- Opening Delimiter -

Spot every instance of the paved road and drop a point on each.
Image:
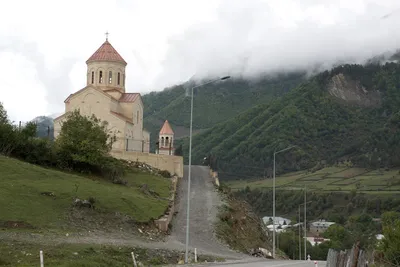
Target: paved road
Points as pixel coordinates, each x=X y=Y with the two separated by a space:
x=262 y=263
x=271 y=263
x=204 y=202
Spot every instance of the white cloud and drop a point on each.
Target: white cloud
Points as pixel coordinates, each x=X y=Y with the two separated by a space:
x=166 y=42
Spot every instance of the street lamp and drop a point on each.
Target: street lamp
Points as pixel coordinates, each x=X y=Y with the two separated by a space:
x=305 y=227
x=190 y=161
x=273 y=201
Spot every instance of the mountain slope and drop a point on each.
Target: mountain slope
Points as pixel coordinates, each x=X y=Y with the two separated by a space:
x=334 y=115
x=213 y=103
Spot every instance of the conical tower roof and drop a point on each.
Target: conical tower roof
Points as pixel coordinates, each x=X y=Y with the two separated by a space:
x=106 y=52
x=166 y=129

- Closing Delimiter -
- Opening Delimiter -

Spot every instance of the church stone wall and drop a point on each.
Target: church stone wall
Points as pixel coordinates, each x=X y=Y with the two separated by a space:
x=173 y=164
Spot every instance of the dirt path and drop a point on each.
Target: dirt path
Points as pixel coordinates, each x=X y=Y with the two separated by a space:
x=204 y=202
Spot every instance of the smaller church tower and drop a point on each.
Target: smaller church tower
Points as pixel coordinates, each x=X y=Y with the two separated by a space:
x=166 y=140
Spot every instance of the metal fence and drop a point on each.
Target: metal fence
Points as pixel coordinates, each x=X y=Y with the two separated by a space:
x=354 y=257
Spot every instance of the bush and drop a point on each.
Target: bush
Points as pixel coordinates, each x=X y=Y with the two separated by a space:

- Closing Delimiter -

TASK REQUIREMENTS:
Return, from the data above, each line in which the string "stone" appears.

TASK RESPONSE:
Spot every instance of the church stone wall and drop a point on each.
Target: church stone wall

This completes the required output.